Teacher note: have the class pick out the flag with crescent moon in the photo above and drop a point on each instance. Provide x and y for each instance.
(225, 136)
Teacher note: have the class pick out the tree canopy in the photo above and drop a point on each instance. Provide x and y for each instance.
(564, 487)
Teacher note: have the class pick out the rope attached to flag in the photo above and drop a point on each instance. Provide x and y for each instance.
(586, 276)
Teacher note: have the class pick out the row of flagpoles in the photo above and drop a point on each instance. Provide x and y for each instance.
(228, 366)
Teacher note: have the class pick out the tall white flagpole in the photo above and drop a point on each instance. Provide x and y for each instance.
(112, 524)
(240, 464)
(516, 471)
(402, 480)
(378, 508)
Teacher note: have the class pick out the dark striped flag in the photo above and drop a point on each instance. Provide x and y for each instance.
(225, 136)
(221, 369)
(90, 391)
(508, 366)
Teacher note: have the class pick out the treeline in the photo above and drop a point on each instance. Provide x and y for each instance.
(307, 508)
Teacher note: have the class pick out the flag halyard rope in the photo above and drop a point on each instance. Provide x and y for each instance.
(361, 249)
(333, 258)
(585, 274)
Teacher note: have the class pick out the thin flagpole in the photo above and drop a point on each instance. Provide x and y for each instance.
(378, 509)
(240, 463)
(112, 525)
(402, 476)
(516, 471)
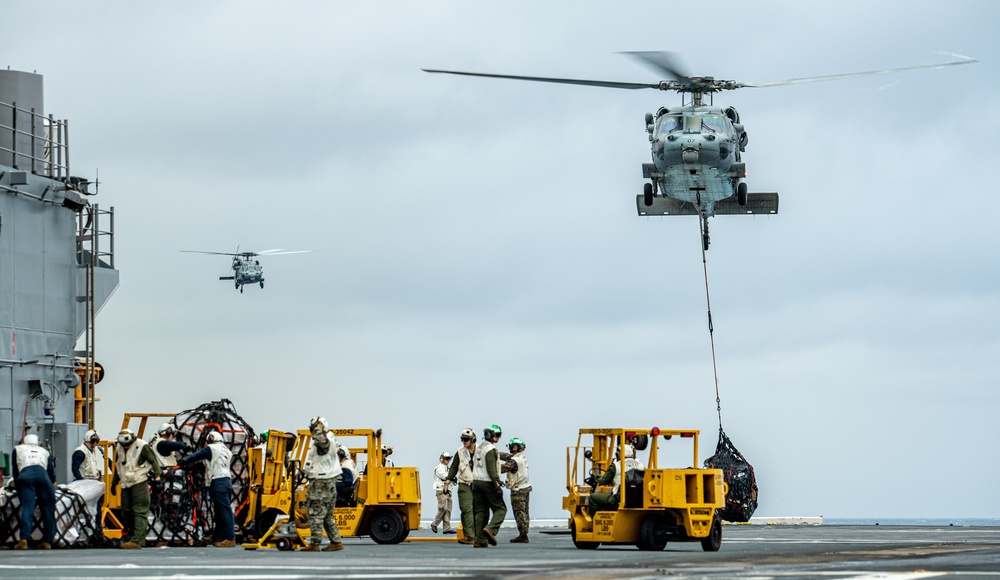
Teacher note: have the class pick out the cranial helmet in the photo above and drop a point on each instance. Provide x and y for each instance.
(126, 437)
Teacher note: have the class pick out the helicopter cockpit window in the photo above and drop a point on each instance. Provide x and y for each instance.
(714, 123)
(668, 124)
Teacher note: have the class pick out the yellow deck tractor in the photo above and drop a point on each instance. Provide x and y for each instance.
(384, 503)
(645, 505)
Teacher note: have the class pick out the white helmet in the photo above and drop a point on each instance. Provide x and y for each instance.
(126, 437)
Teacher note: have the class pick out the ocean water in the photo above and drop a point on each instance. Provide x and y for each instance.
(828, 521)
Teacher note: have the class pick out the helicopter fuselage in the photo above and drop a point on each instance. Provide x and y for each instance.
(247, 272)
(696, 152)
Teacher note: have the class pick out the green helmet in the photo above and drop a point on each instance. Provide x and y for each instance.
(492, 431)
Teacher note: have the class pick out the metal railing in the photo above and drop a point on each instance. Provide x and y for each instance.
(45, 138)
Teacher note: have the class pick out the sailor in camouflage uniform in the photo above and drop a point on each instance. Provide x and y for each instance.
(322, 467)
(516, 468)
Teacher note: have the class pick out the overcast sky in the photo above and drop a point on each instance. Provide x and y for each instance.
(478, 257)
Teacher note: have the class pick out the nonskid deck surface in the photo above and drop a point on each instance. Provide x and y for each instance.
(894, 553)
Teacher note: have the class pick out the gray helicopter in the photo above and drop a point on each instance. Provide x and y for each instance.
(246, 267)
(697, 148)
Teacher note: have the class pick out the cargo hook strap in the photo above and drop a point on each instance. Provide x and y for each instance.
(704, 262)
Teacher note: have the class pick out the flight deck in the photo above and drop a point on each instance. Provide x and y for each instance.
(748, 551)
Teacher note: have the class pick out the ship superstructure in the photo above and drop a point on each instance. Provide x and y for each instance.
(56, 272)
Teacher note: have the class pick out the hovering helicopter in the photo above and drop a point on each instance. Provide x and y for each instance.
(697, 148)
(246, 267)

§

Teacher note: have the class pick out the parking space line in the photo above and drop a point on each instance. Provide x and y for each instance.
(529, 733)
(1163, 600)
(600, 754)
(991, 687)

§

State how many lines in the material above contain the string "rope", treating uppercase and lowercase as distinct. Reply with the number alone.

2